(SEITE)
Gedanken für den Tag
Raphael Bonelli über die Selbsttranszendenz
"Mehr als Ich". Die Selbsttranszendenz relativiert mich selbst und macht den Menschen weniger narzisstisch, meint der Psychiater, Neurologe und Autor Raphael Bonelli. - Gestaltung: Alexandra Mantler
16. Juni 2017, 06:56
Selbsttranszendenz tut dem Menschen gut, braucht der Mensch auch, um über sich hinauszuwachsen und braucht der Mensch auch, nach Viktor Frankl, um sich selbst zu verwirklichen, weil er in sich alleine gefangen niemals zur vollen Entfaltung kommt.
Das wissen wir durch neueste Studien eigentlich erst im 21. Jahrhundert, aber wenn wir in der Geschichte der Psychoanalyse blättern, dann merken wir, dass schon frühe Mitstreiter von Sigmund Freud diesen Gedanken aufgegriffen hatten. Nehmen wir den jüdischen Psychiater Wilhelm Stekel, der schon 1924 schreibt: "Wir haben alle unsere heimliche Kapelle, in der wir unsere täglichen Gebete sprechen, wo wir keinen Fremden, auch wenn er uns noch so nahe steht, hineinschauen lassen. In dieser Kapelle thront unser Abgott, das majestätische Urbild, unser Ich, vor dem wir uns in demütiger Anbetung niederknien."

(DATEN)
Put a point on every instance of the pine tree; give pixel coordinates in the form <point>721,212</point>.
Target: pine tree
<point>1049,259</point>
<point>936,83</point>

(SCHRIFTLICHE ÜBUNG A) Fasse im Beitrag über Selbsttranszendenz den Absatz, der mit „Das wissen wir durch neueste Studien“ beginnt, kürzer zusammen, ohne seine wesentlichen Fakten wegzulassen.
(SCHRIFTLICHE ÜBUNG B) Schreibe den Beitrag über Selbsttranszendenz nach dem Zitat von Wilhelm Stekel weiter.

(SCHRIFTLICHE ANTWORT A) Durch neueste Studien wissen wir das eigentlich erst im 21. Jahrhundert, doch schon frühe Mitstreiter Sigmund Freuds griffen den Gedanken auf. So schrieb der jüdische Psychiater Wilhelm Stekel 1924, wir alle hätten eine heimliche Kapelle, in die wir keinen Fremden blicken lassen und in der wir vor unserem Ich als Abgott in demütiger Anbetung niederknien.

(SCHRIFTLICHE ANTWORT B)
Das ist wirklich überraschend für einen Freud-Schüler. Aber auch Ernest Jones, der wichtigste Biograph Freuds und enger Freund von Freud, schlägt eigentlich in dieselbe Kerbe, indem er sogar einen Artikel über den "Gotteskomplex" schreibt: Der narzisstische Mensch, total überzeugt von sich selbst, der sich wie ein Gott gebärdet und sich selbst für Gott hält. Jones schreibt dann radikal sogar: "In der Regel sind diese Narzissten natürlicherweise Atheisten, denn sie können die Existenz irgendeines anderen Gottes nicht ertragen."
Die Königsdisziplin der Selbsttranszendenz ist die Religion, das Aufschauen zu einem Du, das In-die-Augen-blicken eines Geschöpfes einem Schöpfer gegenüber, das ist das, was den Menschen erschaudern lässt und was ihm die große Dimension seiner Existenz erschließt.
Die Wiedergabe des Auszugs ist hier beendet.